_MATERIAL FOR THIS TASK_:
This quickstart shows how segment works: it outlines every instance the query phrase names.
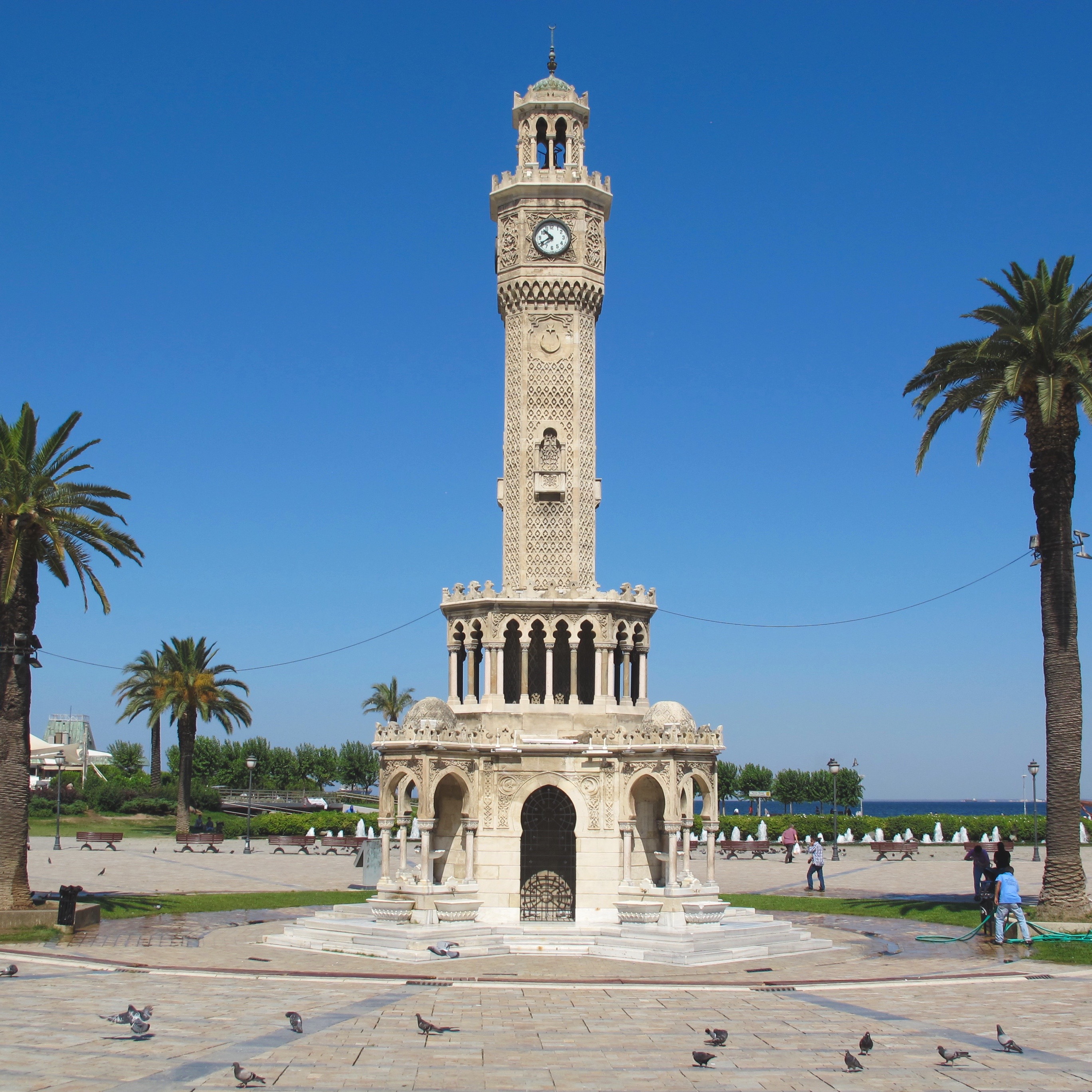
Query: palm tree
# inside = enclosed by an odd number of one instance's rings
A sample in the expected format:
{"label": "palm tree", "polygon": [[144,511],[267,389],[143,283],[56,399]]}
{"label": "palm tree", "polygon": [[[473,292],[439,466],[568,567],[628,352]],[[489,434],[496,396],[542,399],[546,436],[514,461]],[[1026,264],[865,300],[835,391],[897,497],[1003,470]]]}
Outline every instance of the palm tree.
{"label": "palm tree", "polygon": [[1016,262],[1008,287],[983,278],[1000,301],[964,318],[994,327],[983,339],[942,345],[906,384],[921,417],[935,399],[917,452],[917,468],[937,430],[957,413],[980,415],[975,453],[982,461],[997,411],[1010,406],[1031,449],[1031,489],[1038,532],[1043,676],[1046,690],[1046,868],[1038,914],[1084,917],[1090,907],[1078,842],[1081,780],[1081,664],[1070,508],[1080,434],[1078,406],[1092,417],[1092,278],[1069,283],[1071,257],[1034,274]]}
{"label": "palm tree", "polygon": [[163,672],[163,708],[170,710],[170,723],[178,725],[178,809],[175,830],[185,834],[190,827],[190,779],[193,774],[193,740],[198,717],[216,721],[230,735],[235,724],[250,726],[250,707],[233,690],[250,693],[246,682],[227,677],[230,664],[214,664],[216,645],[202,637],[173,637],[163,642],[158,660]]}
{"label": "palm tree", "polygon": [[147,713],[149,727],[152,729],[152,785],[158,787],[162,783],[159,759],[159,733],[163,716],[163,668],[159,656],[145,649],[131,664],[124,666],[126,677],[114,688],[118,696],[118,704],[123,705],[118,723],[128,719],[130,723],[141,713]]}
{"label": "palm tree", "polygon": [[390,684],[371,684],[371,697],[360,702],[360,709],[366,713],[369,710],[375,710],[380,716],[385,716],[388,723],[397,721],[413,704],[413,687],[410,687],[408,690],[400,690],[397,676],[392,675]]}
{"label": "palm tree", "polygon": [[66,587],[69,566],[83,589],[90,583],[108,614],[110,602],[91,567],[91,550],[118,567],[140,563],[143,551],[109,521],[124,520],[107,503],[129,494],[72,482],[90,470],[80,455],[98,440],[66,447],[80,420],[72,414],[39,446],[38,418],[23,404],[14,423],[0,417],[0,910],[26,910],[29,804],[31,667],[40,648],[34,636],[38,566]]}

_TASK TO CARRY OUT_:
Reproduce the material from its first line through the line containing "Outline every instance of the palm tree.", leaving out the pictures.

_SOLUTION FOR THIS TASK_:
This quickstart shows how segment works: it outlines every instance the query phrase names.
Query: palm tree
# inside = enclosed by an odd number of one instance's rings
A sample in the expected format:
{"label": "palm tree", "polygon": [[144,511],[267,389],[143,283],[56,399]]}
{"label": "palm tree", "polygon": [[[473,292],[439,466],[568,567],[628,352]],[[489,434],[496,396],[542,399],[546,436],[514,461]],[[1026,264],[865,300],[835,391],[897,497],[1003,470]]]}
Outline every instance of the palm tree.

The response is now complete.